• [SELECTED PASSAGE]:
FY 2016 Budget Memos: OMB has distributed to Federal agencies and departments various memoranda related to the development of the fiscal year 2016 budget. The FY 2016 Budget Guidance and FY 2016 Management Agenda memos were distributed on May 5 and July 18. On July 18, OMB distributed three additional memos that may be of particular interest: 1) Science and Technology Priorities for the FY 2016 Budget; 2) FY 2016 Budget Guidance for Combatting Antibiotic Resistant Bacteria Resource Priorities; and 3) FY 2016 Budget Guidance for Countering Biological Threats Resource Priorities.
Tuition for Vets: The recently enacted ‘‘Veterans Access, Choice, and Accountability Act of 2014’’ contains a provision (section 702) that mandates that recent veterans, their spouses, and dependents be charged in-state tuition at public schools, regardless of their actual residence.
ICD-10: The HHS Centers for Medicare and Medicaid Services (CMS) issued a final rule on July 31 setting October 1, 2015 as the date by which health care providers must use ICD-10 billing codes. The deadline has been delayed several times. According to CMS and others, among other benefits the ICD-10 system will strengthen the ability of public health officials to track diseases.
PCORI Funding: The Patient-Centered Outcomes Research Institute (PCORI) Board of Governors on July 27th approved $54.8 million in funding to support 33 new patient-centered comparative clinical effectiveness research (CER) projects “that will study health conditions and concerns that affect millions of Americans.” PCORI now has approved $549 million in support of a total of 313 research projects and initiatives since it began funding research in 2012. PCORI expects to award roughly $1 billion in research support over the two-year period from 2014 through 2015.

• [GIVEN DATA]:
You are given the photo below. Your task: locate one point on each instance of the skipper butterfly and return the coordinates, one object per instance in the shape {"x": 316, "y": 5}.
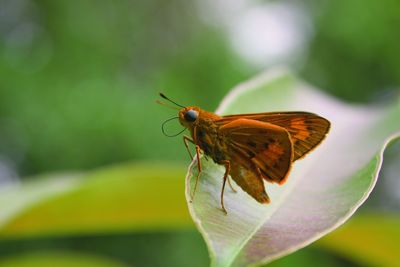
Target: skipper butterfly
{"x": 252, "y": 147}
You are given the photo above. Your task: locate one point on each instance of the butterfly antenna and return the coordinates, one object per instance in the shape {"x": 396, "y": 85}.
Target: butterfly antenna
{"x": 166, "y": 98}
{"x": 163, "y": 128}
{"x": 162, "y": 103}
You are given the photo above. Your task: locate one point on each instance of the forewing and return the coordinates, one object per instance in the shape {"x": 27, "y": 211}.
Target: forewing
{"x": 307, "y": 130}
{"x": 266, "y": 146}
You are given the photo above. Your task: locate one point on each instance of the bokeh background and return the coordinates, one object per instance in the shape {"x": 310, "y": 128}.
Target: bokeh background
{"x": 79, "y": 81}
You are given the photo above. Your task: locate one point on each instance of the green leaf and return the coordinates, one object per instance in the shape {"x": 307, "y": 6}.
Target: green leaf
{"x": 370, "y": 239}
{"x": 323, "y": 190}
{"x": 120, "y": 198}
{"x": 60, "y": 259}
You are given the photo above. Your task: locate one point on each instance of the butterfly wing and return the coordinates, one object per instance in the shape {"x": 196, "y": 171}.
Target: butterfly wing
{"x": 307, "y": 130}
{"x": 261, "y": 148}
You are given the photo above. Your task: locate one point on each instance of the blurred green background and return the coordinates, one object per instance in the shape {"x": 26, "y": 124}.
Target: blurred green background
{"x": 79, "y": 81}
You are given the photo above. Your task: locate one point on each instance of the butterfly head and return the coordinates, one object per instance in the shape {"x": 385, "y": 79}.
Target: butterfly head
{"x": 189, "y": 116}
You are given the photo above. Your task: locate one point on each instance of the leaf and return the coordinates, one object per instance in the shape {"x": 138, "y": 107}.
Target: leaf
{"x": 370, "y": 239}
{"x": 323, "y": 190}
{"x": 120, "y": 198}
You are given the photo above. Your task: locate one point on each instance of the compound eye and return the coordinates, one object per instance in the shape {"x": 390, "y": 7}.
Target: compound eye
{"x": 191, "y": 115}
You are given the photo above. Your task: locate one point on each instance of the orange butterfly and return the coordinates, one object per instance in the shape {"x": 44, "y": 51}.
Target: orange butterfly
{"x": 252, "y": 147}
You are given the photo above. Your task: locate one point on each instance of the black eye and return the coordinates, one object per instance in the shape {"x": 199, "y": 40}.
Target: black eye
{"x": 191, "y": 115}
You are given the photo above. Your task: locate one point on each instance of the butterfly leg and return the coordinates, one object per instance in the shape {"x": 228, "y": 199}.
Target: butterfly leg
{"x": 198, "y": 173}
{"x": 187, "y": 139}
{"x": 230, "y": 185}
{"x": 227, "y": 171}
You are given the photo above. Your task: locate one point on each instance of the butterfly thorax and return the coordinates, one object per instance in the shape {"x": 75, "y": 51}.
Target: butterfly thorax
{"x": 205, "y": 132}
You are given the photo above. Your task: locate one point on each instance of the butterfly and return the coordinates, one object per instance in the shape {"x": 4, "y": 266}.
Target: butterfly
{"x": 252, "y": 147}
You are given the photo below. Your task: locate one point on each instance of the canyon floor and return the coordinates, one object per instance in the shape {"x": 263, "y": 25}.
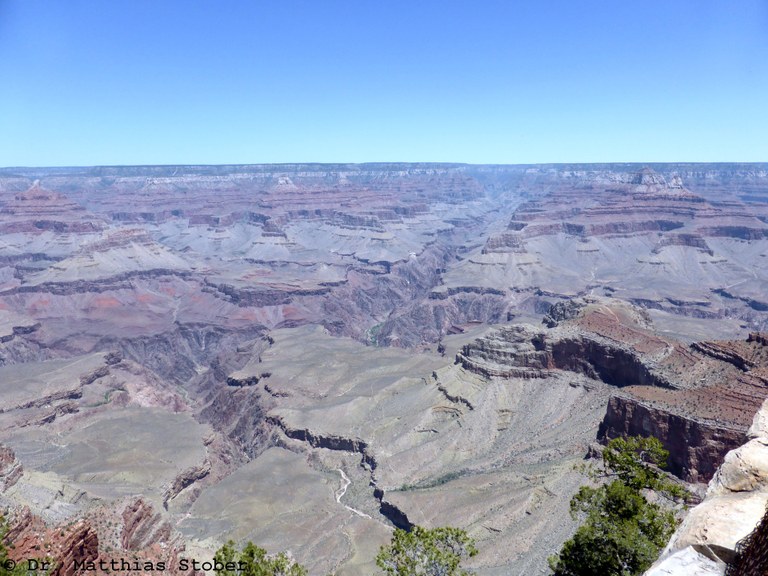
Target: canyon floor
{"x": 308, "y": 356}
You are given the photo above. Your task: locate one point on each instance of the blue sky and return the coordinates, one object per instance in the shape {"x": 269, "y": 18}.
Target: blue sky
{"x": 91, "y": 82}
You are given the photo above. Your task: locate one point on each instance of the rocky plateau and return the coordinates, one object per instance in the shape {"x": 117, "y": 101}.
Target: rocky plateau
{"x": 308, "y": 356}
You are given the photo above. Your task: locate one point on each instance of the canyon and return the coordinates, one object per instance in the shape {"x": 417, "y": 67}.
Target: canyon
{"x": 308, "y": 356}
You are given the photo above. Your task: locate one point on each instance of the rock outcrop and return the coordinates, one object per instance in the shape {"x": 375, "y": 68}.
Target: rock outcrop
{"x": 735, "y": 503}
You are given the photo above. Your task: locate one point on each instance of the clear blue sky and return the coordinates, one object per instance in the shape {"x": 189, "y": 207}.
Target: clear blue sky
{"x": 87, "y": 82}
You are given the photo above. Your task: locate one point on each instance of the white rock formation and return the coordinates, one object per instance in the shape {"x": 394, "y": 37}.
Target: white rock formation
{"x": 734, "y": 504}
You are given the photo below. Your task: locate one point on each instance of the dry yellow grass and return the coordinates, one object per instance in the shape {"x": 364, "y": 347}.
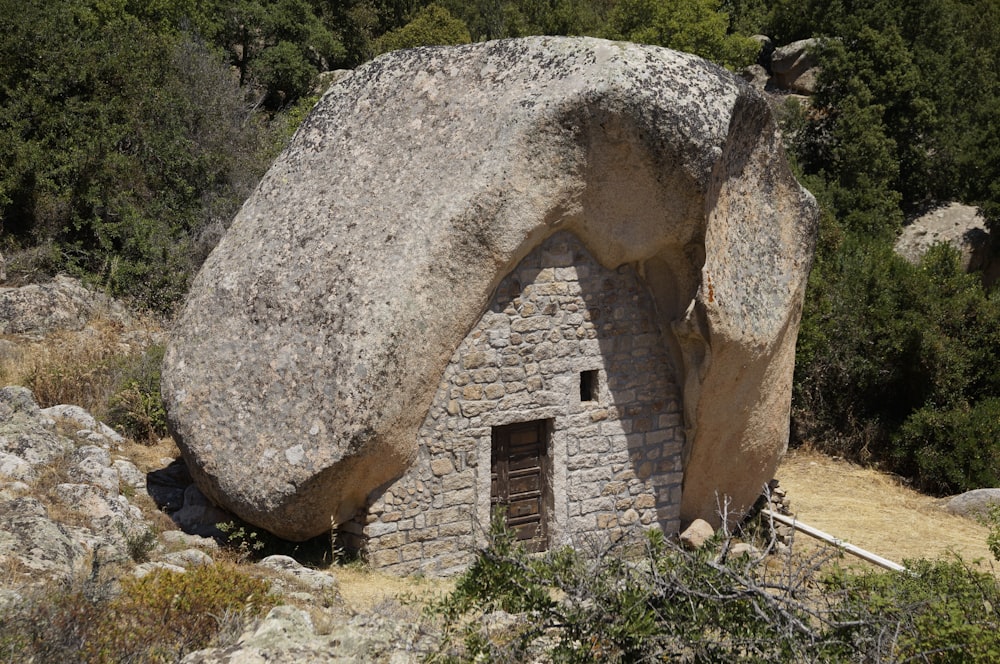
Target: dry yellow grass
{"x": 75, "y": 367}
{"x": 363, "y": 589}
{"x": 875, "y": 511}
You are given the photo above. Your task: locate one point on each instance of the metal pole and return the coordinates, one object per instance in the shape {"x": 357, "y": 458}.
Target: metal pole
{"x": 830, "y": 539}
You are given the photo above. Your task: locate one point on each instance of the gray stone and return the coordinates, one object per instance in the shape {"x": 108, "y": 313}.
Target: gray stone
{"x": 129, "y": 473}
{"x": 287, "y": 634}
{"x": 180, "y": 538}
{"x": 188, "y": 558}
{"x": 61, "y": 304}
{"x": 146, "y": 569}
{"x": 696, "y": 534}
{"x": 974, "y": 504}
{"x": 315, "y": 337}
{"x": 961, "y": 226}
{"x": 88, "y": 424}
{"x": 794, "y": 66}
{"x": 310, "y": 578}
{"x": 40, "y": 544}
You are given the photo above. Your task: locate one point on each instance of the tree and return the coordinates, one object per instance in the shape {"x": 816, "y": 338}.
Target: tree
{"x": 432, "y": 25}
{"x": 126, "y": 147}
{"x": 695, "y": 26}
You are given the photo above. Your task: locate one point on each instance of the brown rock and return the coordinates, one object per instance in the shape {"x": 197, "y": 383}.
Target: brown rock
{"x": 315, "y": 337}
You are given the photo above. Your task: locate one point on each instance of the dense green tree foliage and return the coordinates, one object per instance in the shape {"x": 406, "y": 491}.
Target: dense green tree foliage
{"x": 125, "y": 149}
{"x": 432, "y": 25}
{"x": 131, "y": 131}
{"x": 899, "y": 364}
{"x": 695, "y": 26}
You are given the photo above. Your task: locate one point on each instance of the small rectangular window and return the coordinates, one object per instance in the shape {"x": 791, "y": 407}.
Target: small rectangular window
{"x": 589, "y": 389}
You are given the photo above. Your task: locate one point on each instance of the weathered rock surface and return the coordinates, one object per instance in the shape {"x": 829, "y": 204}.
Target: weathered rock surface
{"x": 696, "y": 534}
{"x": 975, "y": 503}
{"x": 794, "y": 67}
{"x": 76, "y": 478}
{"x": 287, "y": 634}
{"x": 315, "y": 336}
{"x": 61, "y": 304}
{"x": 961, "y": 226}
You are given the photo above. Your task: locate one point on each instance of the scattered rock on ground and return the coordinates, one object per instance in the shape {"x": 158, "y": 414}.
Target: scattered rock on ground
{"x": 794, "y": 67}
{"x": 61, "y": 304}
{"x": 696, "y": 534}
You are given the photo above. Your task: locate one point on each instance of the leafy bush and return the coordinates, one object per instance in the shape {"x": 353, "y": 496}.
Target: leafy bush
{"x": 164, "y": 615}
{"x": 136, "y": 408}
{"x": 659, "y": 602}
{"x": 944, "y": 611}
{"x": 897, "y": 364}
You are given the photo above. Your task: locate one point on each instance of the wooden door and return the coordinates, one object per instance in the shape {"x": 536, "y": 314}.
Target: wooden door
{"x": 518, "y": 480}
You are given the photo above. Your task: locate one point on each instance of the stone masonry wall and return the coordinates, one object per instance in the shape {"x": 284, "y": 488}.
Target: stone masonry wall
{"x": 615, "y": 461}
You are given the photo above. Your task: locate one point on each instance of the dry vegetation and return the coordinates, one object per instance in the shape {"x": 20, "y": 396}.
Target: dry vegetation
{"x": 876, "y": 511}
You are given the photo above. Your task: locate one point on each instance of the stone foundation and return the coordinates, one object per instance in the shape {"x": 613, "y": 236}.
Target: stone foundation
{"x": 616, "y": 434}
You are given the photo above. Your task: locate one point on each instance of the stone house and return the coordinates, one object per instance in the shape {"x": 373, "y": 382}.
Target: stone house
{"x": 560, "y": 276}
{"x": 561, "y": 405}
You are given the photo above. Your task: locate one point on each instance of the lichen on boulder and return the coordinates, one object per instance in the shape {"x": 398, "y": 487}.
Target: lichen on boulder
{"x": 316, "y": 334}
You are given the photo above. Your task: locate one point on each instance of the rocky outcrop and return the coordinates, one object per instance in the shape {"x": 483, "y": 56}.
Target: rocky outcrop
{"x": 315, "y": 336}
{"x": 961, "y": 226}
{"x": 60, "y": 502}
{"x": 288, "y": 634}
{"x": 974, "y": 504}
{"x": 61, "y": 304}
{"x": 794, "y": 66}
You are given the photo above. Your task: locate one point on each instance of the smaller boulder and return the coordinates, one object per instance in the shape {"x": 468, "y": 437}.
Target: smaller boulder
{"x": 974, "y": 504}
{"x": 961, "y": 226}
{"x": 794, "y": 67}
{"x": 310, "y": 578}
{"x": 695, "y": 535}
{"x": 188, "y": 558}
{"x": 61, "y": 304}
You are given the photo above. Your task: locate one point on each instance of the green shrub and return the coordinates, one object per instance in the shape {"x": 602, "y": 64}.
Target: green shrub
{"x": 136, "y": 408}
{"x": 942, "y": 611}
{"x": 951, "y": 451}
{"x": 652, "y": 601}
{"x": 164, "y": 615}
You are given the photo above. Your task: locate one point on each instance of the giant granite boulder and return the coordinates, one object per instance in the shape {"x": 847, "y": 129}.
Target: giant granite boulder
{"x": 316, "y": 334}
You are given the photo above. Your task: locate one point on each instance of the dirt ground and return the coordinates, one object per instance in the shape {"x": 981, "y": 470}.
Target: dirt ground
{"x": 875, "y": 511}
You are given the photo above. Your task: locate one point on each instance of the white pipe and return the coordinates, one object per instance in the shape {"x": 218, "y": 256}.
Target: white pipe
{"x": 830, "y": 539}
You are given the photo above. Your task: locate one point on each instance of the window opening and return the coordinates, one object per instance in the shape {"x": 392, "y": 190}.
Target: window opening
{"x": 589, "y": 386}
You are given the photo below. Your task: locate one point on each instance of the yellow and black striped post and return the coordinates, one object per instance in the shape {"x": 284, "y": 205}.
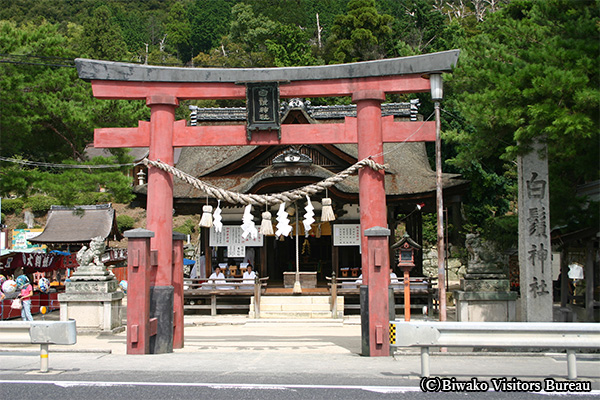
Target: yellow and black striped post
{"x": 392, "y": 333}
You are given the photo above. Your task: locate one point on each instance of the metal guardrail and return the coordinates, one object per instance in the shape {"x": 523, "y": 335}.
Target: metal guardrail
{"x": 43, "y": 333}
{"x": 515, "y": 335}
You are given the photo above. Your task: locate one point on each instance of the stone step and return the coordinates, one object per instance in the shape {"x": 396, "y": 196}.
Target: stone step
{"x": 293, "y": 307}
{"x": 294, "y": 300}
{"x": 295, "y": 314}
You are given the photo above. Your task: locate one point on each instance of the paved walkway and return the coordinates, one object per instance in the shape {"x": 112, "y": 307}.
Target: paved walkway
{"x": 236, "y": 348}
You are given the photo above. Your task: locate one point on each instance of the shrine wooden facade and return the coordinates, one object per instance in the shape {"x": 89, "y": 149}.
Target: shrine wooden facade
{"x": 409, "y": 181}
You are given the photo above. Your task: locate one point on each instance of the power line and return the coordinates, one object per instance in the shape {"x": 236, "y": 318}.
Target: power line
{"x": 66, "y": 166}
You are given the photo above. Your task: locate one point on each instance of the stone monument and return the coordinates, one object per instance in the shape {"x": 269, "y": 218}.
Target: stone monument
{"x": 485, "y": 289}
{"x": 91, "y": 296}
{"x": 535, "y": 255}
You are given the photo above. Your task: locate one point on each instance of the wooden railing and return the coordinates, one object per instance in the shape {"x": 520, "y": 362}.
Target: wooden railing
{"x": 421, "y": 288}
{"x": 221, "y": 295}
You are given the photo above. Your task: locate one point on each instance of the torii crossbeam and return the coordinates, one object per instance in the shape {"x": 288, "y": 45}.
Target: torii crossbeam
{"x": 366, "y": 82}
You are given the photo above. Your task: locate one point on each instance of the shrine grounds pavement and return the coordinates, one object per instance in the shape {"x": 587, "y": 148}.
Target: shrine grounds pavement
{"x": 234, "y": 348}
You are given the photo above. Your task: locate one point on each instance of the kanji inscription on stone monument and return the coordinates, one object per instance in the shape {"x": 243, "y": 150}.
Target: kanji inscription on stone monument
{"x": 534, "y": 236}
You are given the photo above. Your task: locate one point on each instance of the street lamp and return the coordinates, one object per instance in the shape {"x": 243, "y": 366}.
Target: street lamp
{"x": 437, "y": 93}
{"x": 406, "y": 261}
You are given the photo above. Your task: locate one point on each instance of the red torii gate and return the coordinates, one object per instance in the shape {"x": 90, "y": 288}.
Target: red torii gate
{"x": 163, "y": 87}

• [PROBLEMS TO WORK ON]:
1) In the policy news items, what benefit do CMS and others give for requiring health care providers to use ICD-10 billing codes? Answer in one to three sentences.
2) According to the policy news items, how much funding did the PCORI Board of Governors approve on July 27th, and for how many new projects?
Answer from the text alone.

• [EXERCISE RESULTS]:
1) According to CMS and others, the ICD-10 system will strengthen the ability of public health officials to track diseases. The text presents this as one of several benefits.

2) $54.8 million for 33 new projects.